Go through the lines below and copy each one that holds the string "clump".

(Saved entries)
::::

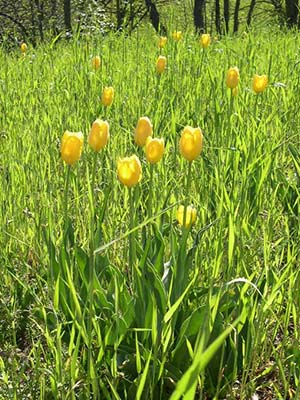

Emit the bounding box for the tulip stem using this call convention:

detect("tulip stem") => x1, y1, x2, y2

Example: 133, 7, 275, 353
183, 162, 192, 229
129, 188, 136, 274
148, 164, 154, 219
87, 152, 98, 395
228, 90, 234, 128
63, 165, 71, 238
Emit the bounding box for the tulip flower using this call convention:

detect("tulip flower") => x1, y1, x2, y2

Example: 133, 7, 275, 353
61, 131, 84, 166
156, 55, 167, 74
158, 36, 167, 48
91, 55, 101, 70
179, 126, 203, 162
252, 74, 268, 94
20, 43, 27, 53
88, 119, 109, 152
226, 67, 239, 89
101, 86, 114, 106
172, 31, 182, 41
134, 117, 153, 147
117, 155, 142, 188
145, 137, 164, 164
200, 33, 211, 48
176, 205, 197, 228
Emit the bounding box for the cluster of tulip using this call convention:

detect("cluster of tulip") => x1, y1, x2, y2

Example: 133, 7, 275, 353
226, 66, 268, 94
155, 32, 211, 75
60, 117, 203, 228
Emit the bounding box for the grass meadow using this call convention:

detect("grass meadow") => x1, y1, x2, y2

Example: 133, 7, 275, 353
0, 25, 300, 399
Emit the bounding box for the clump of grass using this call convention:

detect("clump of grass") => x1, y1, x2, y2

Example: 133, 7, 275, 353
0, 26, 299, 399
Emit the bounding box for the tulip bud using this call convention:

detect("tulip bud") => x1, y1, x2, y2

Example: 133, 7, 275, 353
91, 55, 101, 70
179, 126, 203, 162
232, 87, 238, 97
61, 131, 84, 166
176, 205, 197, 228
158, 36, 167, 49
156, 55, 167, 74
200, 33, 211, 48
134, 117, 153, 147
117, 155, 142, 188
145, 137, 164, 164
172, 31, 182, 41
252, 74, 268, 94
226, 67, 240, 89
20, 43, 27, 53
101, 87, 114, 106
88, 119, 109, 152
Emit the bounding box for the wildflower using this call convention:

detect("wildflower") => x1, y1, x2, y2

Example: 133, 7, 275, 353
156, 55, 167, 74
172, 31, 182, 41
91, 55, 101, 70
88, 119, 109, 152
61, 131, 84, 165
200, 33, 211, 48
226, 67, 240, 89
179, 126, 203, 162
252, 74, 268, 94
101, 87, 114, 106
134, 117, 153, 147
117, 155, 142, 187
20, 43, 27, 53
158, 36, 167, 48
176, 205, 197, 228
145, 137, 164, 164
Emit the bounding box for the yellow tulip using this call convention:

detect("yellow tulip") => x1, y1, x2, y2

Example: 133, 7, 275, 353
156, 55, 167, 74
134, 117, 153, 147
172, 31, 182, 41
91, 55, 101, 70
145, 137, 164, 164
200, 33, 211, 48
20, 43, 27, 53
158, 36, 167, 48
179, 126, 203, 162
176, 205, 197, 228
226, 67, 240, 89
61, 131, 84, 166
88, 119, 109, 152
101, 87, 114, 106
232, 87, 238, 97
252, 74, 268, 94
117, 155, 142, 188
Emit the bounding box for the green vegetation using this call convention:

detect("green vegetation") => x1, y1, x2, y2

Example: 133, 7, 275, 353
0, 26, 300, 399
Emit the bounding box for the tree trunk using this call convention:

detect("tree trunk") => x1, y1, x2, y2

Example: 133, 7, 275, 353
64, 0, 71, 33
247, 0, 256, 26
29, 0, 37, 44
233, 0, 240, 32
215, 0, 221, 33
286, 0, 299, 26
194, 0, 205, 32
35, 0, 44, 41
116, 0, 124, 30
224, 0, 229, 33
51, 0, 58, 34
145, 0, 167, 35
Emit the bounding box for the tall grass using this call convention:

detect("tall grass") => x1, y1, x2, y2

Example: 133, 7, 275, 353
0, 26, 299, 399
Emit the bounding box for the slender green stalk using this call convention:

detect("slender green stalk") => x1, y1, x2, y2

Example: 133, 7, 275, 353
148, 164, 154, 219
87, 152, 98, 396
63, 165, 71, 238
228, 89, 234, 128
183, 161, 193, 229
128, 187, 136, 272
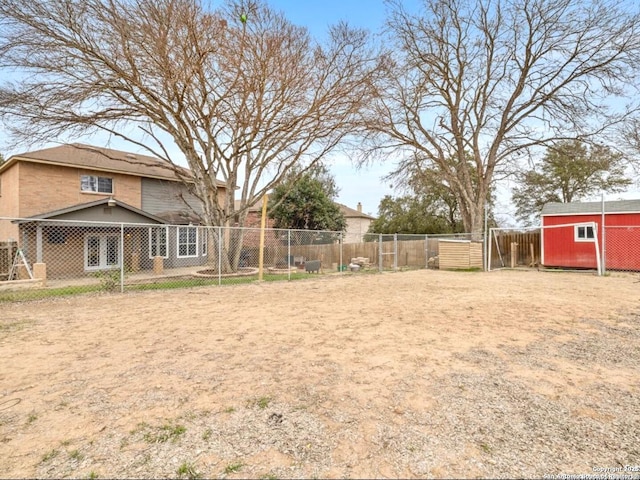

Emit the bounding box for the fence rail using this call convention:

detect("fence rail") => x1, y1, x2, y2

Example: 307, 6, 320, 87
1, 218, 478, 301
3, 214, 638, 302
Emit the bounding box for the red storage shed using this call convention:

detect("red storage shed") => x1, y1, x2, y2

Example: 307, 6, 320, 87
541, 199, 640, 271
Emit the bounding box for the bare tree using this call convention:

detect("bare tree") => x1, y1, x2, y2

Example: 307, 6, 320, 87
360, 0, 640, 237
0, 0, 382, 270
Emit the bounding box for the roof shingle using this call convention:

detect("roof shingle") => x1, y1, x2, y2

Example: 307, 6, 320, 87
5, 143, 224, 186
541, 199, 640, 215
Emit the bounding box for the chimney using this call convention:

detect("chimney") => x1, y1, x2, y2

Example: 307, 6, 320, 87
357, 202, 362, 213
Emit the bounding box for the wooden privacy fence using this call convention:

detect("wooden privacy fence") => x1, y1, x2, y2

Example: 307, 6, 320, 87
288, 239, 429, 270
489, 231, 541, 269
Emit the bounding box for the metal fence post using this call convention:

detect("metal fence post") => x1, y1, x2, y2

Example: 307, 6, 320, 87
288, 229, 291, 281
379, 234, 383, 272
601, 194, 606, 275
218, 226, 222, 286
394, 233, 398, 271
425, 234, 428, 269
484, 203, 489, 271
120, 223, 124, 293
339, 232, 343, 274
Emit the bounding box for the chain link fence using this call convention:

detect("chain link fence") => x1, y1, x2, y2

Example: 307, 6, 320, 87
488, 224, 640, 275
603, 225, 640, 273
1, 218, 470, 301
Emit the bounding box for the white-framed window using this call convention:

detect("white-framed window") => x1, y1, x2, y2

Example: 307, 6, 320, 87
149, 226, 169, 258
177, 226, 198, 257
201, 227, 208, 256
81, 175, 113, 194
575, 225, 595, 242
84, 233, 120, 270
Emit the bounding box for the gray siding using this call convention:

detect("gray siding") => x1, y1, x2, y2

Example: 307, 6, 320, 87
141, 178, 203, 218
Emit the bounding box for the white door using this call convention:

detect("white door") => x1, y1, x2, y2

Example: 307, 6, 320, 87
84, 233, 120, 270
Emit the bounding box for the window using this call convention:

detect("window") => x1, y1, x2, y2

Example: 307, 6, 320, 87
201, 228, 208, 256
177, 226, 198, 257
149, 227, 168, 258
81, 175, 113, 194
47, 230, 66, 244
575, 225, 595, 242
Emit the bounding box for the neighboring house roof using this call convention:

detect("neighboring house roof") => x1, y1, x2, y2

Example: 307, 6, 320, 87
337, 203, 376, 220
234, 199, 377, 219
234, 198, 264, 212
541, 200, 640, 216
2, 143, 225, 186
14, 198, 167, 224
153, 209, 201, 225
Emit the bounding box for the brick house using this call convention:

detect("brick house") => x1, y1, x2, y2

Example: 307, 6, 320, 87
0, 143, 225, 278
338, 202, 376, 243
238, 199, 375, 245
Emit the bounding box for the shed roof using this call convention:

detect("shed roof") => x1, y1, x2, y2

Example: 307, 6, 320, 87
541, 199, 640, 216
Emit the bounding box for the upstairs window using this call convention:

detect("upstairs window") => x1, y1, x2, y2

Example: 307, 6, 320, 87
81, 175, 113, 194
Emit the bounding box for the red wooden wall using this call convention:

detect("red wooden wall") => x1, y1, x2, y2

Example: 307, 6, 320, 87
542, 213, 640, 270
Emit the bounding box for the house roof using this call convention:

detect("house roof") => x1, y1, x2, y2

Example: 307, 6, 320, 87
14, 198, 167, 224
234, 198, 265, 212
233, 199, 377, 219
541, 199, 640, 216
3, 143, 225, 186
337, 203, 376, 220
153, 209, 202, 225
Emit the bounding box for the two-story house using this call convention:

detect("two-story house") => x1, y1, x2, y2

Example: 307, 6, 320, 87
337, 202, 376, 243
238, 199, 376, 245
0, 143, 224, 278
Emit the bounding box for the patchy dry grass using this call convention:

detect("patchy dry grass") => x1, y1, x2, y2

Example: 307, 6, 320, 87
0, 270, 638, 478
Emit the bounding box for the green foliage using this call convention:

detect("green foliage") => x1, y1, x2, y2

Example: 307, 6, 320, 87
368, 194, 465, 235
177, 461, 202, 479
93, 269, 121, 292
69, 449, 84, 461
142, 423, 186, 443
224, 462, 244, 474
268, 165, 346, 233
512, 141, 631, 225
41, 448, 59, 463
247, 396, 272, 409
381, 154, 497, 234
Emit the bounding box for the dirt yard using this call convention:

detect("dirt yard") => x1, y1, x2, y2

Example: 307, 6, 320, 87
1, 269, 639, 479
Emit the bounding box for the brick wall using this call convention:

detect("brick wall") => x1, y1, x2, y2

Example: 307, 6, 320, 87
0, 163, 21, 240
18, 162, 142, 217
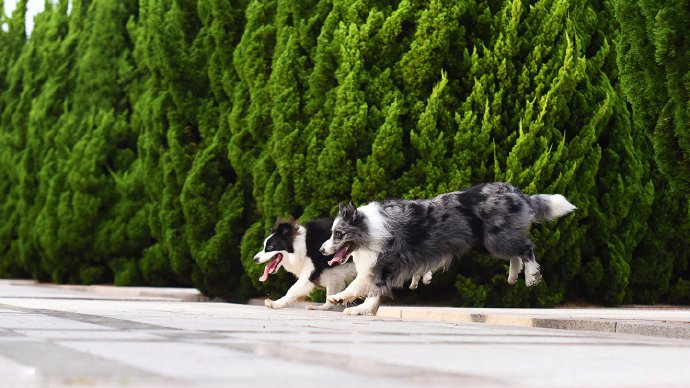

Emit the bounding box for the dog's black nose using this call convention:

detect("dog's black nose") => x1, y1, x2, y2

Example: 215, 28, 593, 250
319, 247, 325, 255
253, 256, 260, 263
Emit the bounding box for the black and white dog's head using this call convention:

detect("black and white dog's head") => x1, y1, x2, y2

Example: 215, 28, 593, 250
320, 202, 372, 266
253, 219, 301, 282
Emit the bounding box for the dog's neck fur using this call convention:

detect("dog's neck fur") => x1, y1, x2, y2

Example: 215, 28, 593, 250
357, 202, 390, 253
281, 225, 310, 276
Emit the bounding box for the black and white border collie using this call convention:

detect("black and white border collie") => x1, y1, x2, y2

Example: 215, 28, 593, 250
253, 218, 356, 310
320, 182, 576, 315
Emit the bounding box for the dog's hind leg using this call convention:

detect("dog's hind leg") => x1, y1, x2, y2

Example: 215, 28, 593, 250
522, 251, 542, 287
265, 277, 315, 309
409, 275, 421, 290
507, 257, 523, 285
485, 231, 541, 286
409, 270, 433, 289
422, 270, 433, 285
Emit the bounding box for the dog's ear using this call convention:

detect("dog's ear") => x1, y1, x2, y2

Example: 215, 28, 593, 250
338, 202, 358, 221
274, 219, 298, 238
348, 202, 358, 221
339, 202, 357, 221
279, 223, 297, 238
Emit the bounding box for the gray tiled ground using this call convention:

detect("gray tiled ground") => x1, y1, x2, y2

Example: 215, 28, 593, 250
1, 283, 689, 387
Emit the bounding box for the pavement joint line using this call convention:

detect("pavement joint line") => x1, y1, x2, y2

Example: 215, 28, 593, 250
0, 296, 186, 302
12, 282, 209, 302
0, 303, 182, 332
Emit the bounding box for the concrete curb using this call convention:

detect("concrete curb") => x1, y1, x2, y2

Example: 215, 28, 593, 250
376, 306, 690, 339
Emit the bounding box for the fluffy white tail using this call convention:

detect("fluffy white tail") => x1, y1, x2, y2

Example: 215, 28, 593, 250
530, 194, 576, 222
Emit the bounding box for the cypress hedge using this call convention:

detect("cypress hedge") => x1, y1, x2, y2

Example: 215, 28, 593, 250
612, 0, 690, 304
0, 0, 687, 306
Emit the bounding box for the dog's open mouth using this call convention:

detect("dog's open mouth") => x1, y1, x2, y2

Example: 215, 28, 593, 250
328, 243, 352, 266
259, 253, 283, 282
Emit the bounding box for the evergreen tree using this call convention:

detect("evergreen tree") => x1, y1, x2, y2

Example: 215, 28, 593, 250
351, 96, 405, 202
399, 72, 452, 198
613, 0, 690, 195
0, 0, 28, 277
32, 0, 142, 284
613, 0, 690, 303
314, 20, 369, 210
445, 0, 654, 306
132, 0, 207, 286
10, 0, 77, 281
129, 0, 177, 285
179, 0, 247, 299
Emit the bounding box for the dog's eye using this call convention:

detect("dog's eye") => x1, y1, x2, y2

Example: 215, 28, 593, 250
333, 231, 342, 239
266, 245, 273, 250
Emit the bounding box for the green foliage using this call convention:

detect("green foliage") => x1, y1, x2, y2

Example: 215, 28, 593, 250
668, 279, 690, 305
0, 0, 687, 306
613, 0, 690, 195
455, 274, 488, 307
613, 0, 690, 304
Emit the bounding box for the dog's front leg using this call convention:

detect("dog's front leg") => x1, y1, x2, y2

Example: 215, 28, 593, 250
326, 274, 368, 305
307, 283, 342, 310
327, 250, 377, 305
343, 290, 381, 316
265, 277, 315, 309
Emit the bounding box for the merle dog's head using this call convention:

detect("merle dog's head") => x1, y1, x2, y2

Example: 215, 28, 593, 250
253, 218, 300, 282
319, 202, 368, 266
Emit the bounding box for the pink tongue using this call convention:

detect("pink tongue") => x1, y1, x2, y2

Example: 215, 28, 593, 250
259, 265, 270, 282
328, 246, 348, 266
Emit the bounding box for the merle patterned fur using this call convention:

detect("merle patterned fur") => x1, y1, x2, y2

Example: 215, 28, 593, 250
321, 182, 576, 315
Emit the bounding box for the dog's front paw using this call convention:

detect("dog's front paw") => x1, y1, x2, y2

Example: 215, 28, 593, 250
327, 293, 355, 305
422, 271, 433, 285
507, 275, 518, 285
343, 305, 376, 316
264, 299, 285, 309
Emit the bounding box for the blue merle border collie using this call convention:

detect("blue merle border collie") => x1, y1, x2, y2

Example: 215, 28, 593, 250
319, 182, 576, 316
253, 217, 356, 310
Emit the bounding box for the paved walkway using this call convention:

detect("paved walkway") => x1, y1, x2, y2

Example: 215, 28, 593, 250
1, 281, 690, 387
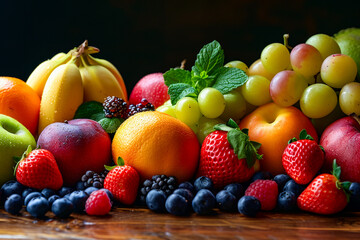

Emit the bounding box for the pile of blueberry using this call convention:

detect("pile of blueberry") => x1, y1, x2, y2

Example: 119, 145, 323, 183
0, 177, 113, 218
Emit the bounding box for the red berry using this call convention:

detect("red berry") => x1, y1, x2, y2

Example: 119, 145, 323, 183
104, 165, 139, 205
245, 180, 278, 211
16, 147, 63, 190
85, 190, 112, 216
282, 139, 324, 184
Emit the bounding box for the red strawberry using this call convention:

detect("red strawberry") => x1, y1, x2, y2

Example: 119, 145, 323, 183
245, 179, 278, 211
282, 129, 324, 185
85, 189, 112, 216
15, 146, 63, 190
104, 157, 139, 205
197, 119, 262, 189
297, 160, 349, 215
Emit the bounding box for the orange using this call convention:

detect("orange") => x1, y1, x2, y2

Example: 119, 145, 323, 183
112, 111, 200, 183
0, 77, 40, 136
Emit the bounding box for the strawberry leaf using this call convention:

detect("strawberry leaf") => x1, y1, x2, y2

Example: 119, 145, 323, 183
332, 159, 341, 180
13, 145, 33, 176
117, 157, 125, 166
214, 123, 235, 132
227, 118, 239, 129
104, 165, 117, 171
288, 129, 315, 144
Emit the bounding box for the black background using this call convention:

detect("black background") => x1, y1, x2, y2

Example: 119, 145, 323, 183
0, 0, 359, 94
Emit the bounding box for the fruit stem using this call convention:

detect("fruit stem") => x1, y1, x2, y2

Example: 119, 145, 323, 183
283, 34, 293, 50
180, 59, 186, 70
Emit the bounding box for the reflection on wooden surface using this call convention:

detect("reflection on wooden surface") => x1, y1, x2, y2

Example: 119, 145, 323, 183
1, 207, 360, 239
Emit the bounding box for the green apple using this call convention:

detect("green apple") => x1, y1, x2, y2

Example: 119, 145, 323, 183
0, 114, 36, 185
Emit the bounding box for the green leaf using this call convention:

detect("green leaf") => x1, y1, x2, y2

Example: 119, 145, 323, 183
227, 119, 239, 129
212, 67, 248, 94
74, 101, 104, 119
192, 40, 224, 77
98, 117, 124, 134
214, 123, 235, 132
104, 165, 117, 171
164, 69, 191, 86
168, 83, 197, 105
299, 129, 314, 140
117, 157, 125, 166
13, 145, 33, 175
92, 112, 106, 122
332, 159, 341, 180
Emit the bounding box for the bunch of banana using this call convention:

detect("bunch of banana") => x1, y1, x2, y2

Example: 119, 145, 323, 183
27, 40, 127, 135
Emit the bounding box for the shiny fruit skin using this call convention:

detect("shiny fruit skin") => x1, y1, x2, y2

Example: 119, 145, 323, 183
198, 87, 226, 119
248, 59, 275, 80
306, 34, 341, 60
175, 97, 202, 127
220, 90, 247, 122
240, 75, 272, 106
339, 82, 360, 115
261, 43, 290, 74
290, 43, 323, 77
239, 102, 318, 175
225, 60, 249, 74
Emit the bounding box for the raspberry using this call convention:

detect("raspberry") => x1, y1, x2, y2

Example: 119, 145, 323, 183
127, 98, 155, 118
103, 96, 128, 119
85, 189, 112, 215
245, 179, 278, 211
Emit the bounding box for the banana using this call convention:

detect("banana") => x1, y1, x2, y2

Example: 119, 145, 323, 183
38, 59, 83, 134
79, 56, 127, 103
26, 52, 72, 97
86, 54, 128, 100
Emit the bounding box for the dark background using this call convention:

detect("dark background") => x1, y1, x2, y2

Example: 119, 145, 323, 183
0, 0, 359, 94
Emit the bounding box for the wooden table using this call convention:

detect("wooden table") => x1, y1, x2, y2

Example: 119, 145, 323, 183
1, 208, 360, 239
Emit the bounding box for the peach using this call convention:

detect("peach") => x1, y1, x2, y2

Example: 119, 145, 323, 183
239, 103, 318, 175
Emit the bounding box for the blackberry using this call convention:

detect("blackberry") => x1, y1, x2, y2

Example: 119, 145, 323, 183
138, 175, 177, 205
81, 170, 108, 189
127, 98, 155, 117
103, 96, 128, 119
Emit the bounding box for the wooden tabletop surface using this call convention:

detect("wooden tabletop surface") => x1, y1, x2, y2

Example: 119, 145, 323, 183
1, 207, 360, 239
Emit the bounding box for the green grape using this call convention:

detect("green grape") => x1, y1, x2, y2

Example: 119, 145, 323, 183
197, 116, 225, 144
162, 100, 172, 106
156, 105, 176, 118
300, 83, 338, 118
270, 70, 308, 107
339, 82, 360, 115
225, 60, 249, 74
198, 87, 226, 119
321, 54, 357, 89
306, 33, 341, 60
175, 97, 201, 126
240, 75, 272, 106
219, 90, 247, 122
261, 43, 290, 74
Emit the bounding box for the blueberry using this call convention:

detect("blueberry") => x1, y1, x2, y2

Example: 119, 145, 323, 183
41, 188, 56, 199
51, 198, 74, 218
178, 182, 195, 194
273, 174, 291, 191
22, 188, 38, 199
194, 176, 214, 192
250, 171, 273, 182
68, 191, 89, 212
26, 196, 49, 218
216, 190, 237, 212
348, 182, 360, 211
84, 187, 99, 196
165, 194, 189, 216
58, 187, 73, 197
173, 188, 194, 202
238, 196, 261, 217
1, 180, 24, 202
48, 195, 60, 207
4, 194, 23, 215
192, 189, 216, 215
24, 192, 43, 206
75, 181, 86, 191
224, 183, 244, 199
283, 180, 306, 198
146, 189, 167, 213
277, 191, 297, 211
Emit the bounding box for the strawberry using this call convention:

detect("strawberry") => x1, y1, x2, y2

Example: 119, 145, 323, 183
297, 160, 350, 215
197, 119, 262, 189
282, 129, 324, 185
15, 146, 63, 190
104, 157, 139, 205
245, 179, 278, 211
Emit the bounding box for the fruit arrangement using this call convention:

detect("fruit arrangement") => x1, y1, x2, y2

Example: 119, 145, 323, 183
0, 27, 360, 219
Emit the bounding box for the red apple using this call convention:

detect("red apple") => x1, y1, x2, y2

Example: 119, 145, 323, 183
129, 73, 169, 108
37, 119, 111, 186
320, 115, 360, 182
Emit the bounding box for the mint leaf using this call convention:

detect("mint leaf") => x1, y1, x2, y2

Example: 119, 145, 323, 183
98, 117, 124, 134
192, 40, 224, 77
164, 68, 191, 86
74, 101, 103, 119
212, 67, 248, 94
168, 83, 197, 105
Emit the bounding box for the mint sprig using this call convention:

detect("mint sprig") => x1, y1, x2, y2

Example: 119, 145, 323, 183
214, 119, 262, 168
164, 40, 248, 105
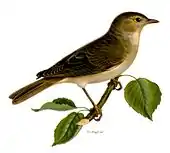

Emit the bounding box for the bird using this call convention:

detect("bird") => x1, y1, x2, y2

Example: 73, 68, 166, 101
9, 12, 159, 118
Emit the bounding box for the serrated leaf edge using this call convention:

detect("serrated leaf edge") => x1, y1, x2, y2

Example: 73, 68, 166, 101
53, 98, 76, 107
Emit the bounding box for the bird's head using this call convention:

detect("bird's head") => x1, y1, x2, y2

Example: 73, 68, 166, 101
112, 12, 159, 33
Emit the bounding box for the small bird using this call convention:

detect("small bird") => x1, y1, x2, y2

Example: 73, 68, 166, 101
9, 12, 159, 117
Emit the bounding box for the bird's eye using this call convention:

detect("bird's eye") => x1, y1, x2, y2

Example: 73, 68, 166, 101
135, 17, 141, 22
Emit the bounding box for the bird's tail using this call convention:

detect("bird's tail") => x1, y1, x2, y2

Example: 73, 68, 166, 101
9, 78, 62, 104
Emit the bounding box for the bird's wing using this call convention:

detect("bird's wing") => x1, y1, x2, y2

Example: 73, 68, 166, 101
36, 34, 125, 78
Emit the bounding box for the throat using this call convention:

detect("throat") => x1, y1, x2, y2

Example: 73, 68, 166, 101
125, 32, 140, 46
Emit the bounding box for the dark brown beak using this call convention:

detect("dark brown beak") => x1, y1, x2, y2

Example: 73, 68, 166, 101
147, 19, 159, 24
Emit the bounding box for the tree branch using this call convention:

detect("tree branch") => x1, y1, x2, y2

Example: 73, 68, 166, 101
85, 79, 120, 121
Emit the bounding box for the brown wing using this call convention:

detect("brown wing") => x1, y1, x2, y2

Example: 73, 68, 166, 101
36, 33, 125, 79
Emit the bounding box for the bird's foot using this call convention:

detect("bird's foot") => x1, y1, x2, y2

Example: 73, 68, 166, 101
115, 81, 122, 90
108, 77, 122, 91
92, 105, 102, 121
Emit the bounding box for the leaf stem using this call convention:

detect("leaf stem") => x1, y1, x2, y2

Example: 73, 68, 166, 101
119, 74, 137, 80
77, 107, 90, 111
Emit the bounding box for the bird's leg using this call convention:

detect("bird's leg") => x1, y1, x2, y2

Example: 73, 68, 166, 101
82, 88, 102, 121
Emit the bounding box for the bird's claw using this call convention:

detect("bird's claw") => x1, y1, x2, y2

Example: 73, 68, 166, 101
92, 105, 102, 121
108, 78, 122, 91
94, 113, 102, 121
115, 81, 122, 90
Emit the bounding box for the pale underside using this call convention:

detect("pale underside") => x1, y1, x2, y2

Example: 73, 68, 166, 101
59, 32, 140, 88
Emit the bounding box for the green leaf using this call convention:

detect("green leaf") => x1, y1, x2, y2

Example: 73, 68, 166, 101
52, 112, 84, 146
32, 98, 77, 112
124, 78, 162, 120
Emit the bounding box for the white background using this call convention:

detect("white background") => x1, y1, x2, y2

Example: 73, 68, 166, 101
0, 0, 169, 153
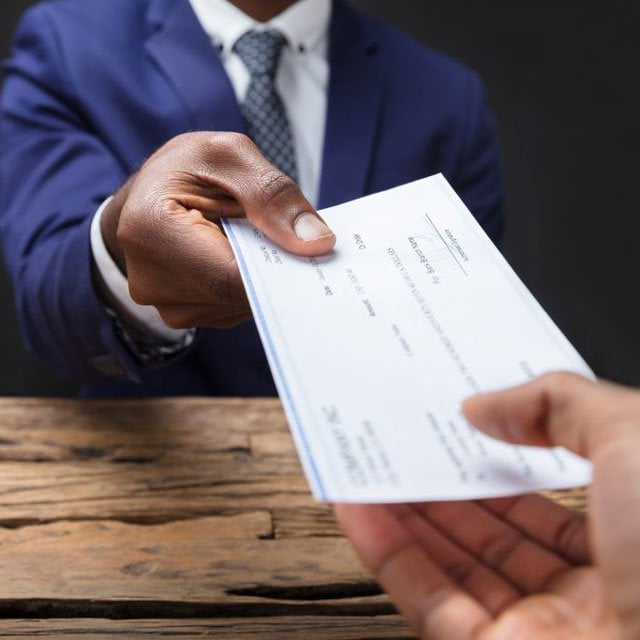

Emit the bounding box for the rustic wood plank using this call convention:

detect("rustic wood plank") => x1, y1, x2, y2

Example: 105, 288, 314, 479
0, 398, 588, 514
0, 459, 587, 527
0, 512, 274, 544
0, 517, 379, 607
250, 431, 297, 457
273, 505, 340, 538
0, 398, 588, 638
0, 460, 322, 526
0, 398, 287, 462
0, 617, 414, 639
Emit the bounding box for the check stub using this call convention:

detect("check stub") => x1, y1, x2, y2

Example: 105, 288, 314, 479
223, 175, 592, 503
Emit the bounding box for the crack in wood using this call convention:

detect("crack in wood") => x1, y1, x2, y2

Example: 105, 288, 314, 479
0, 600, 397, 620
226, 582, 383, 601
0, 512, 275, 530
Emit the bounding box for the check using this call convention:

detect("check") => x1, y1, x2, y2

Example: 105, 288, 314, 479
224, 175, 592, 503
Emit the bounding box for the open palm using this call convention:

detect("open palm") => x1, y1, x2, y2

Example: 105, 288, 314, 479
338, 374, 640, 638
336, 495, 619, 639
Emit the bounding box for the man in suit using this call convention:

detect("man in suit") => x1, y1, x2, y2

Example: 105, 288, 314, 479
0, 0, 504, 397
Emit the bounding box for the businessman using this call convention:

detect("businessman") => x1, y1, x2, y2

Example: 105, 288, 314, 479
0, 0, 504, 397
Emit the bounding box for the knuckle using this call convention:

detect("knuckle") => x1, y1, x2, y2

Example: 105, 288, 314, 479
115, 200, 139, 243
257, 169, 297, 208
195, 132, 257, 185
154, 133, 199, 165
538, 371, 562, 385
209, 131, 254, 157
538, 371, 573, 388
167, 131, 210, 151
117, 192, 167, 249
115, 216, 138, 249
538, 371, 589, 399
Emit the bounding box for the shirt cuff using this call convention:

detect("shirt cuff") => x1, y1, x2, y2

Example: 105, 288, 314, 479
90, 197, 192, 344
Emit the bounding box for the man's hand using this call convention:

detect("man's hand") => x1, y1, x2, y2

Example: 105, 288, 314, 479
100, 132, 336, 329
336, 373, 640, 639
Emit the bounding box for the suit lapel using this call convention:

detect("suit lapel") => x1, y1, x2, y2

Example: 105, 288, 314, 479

::::

> [Solution]
Emit the bounding box for the clump of grass using this call convention:
detect("clump of grass") => x1, y1, x2, y2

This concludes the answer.